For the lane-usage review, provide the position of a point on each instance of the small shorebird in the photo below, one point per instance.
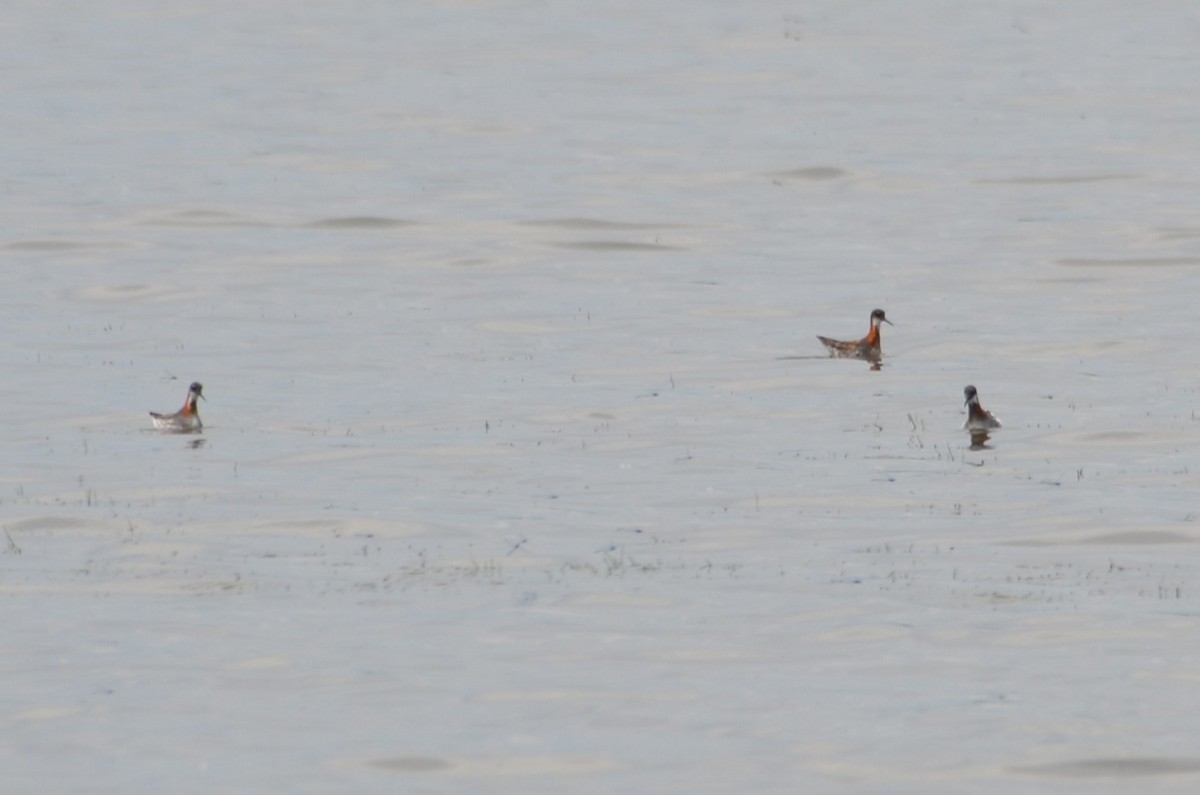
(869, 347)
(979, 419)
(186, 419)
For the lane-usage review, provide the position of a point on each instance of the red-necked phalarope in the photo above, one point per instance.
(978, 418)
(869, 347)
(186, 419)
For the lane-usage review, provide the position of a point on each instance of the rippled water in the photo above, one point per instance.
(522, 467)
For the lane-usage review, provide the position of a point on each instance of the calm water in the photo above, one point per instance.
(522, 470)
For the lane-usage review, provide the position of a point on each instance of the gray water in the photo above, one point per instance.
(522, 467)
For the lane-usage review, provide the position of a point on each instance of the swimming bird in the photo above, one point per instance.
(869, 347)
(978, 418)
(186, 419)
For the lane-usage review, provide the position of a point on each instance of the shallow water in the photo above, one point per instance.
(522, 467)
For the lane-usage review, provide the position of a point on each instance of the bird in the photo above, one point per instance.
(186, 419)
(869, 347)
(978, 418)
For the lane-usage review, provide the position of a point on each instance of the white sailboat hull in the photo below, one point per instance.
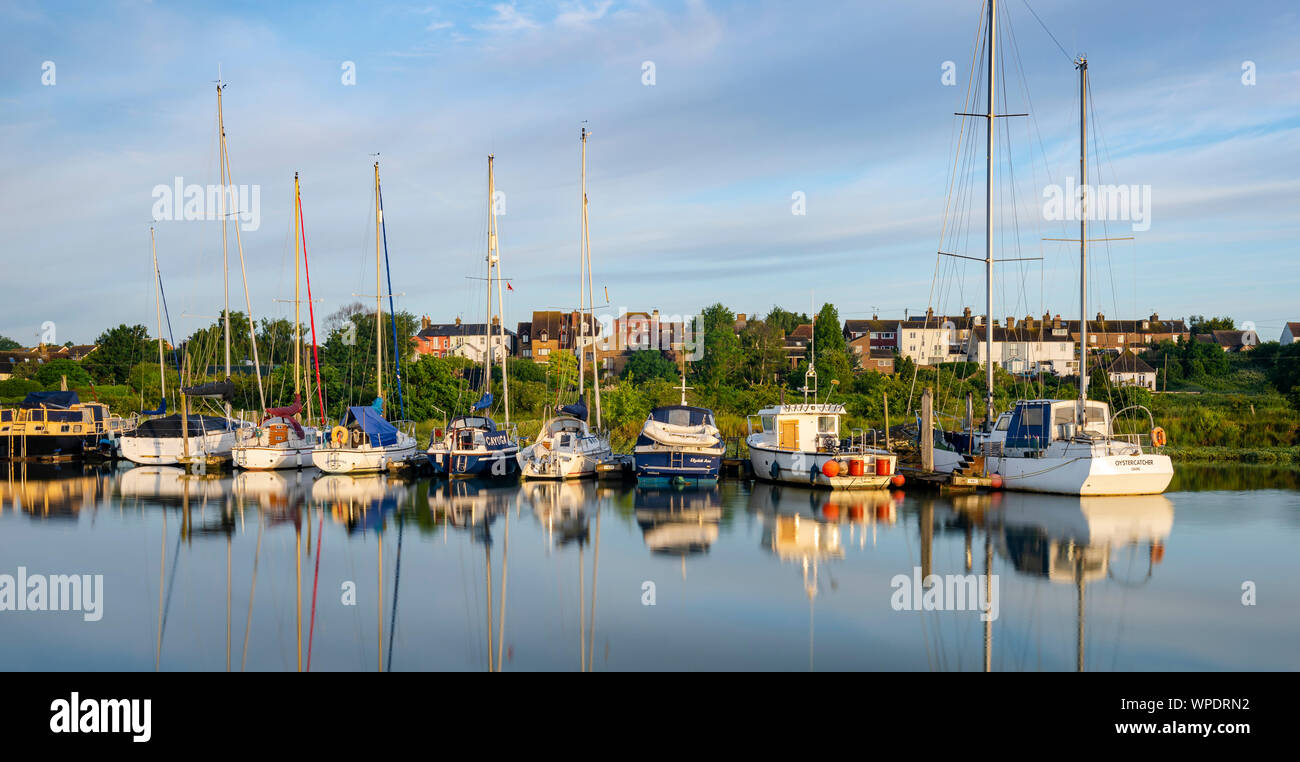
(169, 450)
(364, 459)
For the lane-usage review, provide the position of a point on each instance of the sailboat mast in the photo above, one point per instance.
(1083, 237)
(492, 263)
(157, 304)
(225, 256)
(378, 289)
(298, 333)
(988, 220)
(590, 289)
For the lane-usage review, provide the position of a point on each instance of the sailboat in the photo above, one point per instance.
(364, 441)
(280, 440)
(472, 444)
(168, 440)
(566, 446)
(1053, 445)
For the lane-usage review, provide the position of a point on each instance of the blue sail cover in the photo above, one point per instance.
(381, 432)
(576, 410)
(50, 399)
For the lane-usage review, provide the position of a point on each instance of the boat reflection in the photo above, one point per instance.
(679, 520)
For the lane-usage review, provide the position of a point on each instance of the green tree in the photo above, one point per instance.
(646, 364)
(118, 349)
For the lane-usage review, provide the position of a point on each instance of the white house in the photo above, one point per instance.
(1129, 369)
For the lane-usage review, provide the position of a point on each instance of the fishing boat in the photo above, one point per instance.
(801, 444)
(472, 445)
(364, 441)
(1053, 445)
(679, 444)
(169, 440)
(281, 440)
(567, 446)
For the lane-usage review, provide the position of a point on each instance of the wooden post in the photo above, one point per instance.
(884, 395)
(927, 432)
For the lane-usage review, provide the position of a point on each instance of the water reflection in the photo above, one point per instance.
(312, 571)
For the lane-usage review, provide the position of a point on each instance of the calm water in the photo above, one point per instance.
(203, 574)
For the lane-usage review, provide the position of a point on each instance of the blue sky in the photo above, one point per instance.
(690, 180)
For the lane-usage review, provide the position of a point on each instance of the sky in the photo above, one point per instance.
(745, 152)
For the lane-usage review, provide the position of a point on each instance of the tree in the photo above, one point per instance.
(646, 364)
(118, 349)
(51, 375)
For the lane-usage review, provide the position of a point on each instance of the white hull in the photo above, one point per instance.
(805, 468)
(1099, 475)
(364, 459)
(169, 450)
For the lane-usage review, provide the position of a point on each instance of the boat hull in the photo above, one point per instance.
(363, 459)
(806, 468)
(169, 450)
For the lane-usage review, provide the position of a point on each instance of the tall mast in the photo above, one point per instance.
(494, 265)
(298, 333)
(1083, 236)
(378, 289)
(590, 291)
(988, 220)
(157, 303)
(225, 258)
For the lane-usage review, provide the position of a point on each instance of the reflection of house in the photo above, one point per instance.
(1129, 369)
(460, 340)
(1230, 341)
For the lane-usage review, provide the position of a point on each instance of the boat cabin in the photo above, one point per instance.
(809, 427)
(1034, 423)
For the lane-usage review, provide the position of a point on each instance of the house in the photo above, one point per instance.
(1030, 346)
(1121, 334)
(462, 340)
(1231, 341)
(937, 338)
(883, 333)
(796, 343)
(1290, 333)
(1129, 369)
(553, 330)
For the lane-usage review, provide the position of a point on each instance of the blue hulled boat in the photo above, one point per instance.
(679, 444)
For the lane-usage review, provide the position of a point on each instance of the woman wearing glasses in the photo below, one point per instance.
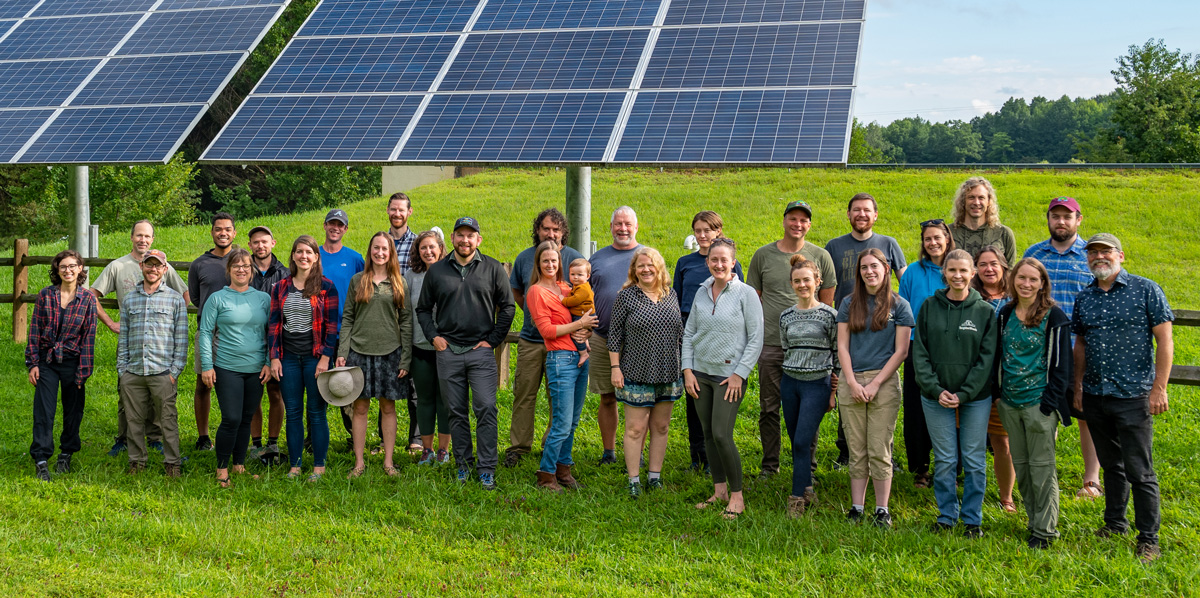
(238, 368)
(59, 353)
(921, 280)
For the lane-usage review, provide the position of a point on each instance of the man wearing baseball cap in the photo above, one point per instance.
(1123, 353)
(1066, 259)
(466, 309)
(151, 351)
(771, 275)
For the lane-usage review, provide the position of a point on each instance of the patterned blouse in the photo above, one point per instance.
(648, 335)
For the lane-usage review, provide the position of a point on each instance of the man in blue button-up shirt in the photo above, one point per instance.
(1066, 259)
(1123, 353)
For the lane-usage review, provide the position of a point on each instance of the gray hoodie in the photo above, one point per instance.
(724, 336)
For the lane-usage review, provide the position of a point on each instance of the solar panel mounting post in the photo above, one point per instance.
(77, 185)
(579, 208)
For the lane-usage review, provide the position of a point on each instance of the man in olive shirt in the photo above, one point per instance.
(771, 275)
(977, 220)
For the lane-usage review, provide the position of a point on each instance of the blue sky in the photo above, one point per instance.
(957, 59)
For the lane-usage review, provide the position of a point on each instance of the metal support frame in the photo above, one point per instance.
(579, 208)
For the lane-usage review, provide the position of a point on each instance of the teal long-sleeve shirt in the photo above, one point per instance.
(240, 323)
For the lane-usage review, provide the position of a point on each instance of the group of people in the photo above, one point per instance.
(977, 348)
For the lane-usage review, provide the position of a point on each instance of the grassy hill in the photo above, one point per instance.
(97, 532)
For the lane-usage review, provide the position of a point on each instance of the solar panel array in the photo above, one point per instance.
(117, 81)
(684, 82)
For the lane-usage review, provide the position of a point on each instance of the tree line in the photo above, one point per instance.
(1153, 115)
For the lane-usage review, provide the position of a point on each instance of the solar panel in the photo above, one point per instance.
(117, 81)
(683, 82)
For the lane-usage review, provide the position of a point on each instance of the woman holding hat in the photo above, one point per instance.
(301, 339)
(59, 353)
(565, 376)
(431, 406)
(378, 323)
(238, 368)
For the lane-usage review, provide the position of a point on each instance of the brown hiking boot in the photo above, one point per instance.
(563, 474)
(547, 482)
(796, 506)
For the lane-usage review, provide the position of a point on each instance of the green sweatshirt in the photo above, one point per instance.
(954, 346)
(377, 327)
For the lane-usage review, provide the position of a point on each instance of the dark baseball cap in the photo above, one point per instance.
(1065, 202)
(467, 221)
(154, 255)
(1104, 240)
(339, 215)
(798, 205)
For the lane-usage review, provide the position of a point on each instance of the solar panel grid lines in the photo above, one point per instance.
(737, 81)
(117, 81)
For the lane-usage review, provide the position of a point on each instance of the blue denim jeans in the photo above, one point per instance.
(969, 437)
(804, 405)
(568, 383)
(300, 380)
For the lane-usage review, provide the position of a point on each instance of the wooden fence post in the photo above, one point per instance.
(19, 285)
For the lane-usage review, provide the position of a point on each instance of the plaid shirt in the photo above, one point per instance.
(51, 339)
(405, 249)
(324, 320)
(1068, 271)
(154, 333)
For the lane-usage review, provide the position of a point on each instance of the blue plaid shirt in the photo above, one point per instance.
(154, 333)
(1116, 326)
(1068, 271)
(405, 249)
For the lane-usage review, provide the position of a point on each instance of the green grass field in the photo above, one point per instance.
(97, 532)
★ ★ ★ ★ ★ ★ ★
Aufgabenstellung
Zitieren Sie unverändert alle Zeilen der Daten von der Zeile mit „the blue denim“ bis zum Ende der Daten, beide Grenzen eingeschlossen.

Antwort zur Aufgabe
For the lane-usage review, provide the position of a point on each instance of the blue denim jeans in the photo above, one point per instance.
(969, 437)
(804, 405)
(568, 383)
(300, 380)
For the lane-usage review, provide the position of a point on each instance of the wooden fence post in the photo above, one point per instance.
(19, 285)
For the lane-usage review, provide the position of a point on each instance of the plaid shirt in the photo above, one point per instance.
(51, 339)
(405, 249)
(324, 320)
(1068, 271)
(154, 333)
For the lane-usage review, provide the position of a point on each instance of the blue plaid shirt in the photo above, one point per instance.
(154, 333)
(1116, 326)
(1068, 271)
(405, 249)
For the lane-usage review, provide the position of a point on each instance of the green grass field in the photo above, one point per instance.
(97, 532)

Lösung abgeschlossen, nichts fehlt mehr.